------ Provided information

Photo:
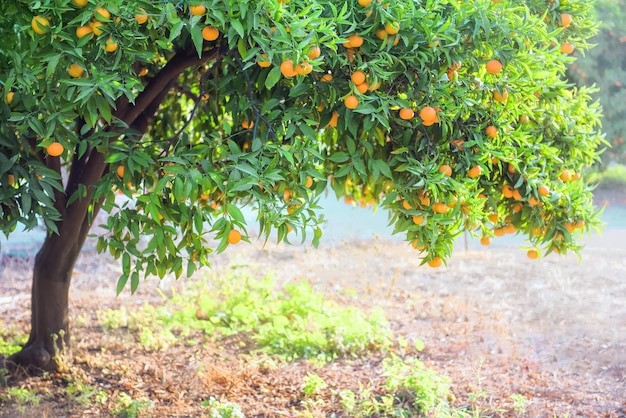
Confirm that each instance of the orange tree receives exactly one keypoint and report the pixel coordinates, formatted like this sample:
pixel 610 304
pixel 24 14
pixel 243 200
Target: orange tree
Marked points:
pixel 451 115
pixel 605 67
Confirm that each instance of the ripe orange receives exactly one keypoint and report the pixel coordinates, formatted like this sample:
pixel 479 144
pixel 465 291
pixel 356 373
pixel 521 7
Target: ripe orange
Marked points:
pixel 197 10
pixel 210 33
pixel 428 115
pixel 543 190
pixel 493 67
pixel 334 118
pixel 566 20
pixel 392 28
pixel 351 102
pixel 110 45
pixel 474 172
pixel 358 77
pixel 567 48
pixel 362 88
pixel 96 27
pixel 446 169
pixel 491 131
pixel 440 208
pixel 82 31
pixel 303 68
pixel 75 70
pixel 502 98
pixel 40 24
pixel 263 61
pixel 142 17
pixel 102 14
pixel 435 262
pixel 354 41
pixel 287 69
pixel 234 236
pixel 55 149
pixel 315 52
pixel 406 113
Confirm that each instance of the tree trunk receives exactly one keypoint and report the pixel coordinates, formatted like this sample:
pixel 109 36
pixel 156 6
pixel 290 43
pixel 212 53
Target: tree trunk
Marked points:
pixel 48 345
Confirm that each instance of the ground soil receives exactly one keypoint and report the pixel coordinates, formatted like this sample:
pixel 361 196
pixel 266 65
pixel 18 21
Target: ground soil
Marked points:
pixel 552 330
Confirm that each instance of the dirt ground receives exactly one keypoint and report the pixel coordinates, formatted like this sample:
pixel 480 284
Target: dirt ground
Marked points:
pixel 497 323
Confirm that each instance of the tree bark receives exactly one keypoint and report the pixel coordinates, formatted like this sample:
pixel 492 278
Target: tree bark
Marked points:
pixel 47 348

------------

* _Exercise objective_
Reproduce all of the data above word for word, leaving out the pictures.

* _Solution to this exercise_
Photo:
Confirm that each instance of the orange tree receives exactly one keypoint and report the pixel coordinates, formatted like this sample:
pixel 610 304
pixel 24 14
pixel 243 200
Target: orange tree
Marked points:
pixel 451 115
pixel 605 67
Confirm that each instance of the ripe orange receives exactly one keypoint and report the pixel coordinates, formatted like this sample:
pixel 479 144
pixel 465 291
pixel 356 373
pixel 521 7
Target: ripe orange
Marked points:
pixel 197 10
pixel 210 33
pixel 428 115
pixel 543 190
pixel 493 67
pixel 334 118
pixel 566 20
pixel 392 28
pixel 351 102
pixel 110 45
pixel 474 172
pixel 358 77
pixel 567 48
pixel 362 88
pixel 96 27
pixel 446 169
pixel 491 131
pixel 440 208
pixel 82 31
pixel 303 68
pixel 75 70
pixel 502 98
pixel 40 24
pixel 263 61
pixel 142 17
pixel 102 14
pixel 435 262
pixel 354 41
pixel 287 69
pixel 234 236
pixel 55 149
pixel 315 52
pixel 406 113
Confirm that each instance of the tree trunk receives exactly one keypoint and report the pixel coordinates, formatted like this sample:
pixel 109 36
pixel 156 6
pixel 290 43
pixel 212 53
Target: tree trunk
Marked points:
pixel 48 345
Confirm that each instance of the ground soil receives exactly one keypoint and report the pixel coordinates, formatted like this sample:
pixel 361 196
pixel 266 65
pixel 18 21
Target: ground soil
Marked points:
pixel 552 330
Confirm that each instance of the dirt ground receives exactly one keypoint and report the pixel coordinates, formatted like this sample:
pixel 480 284
Target: dirt ground
Marked points:
pixel 497 323
Confirm that each instance of the tree bark receives exactly one keypoint and report the pixel coordinates, formatted like this sample:
pixel 492 278
Target: tree bark
Marked points:
pixel 47 348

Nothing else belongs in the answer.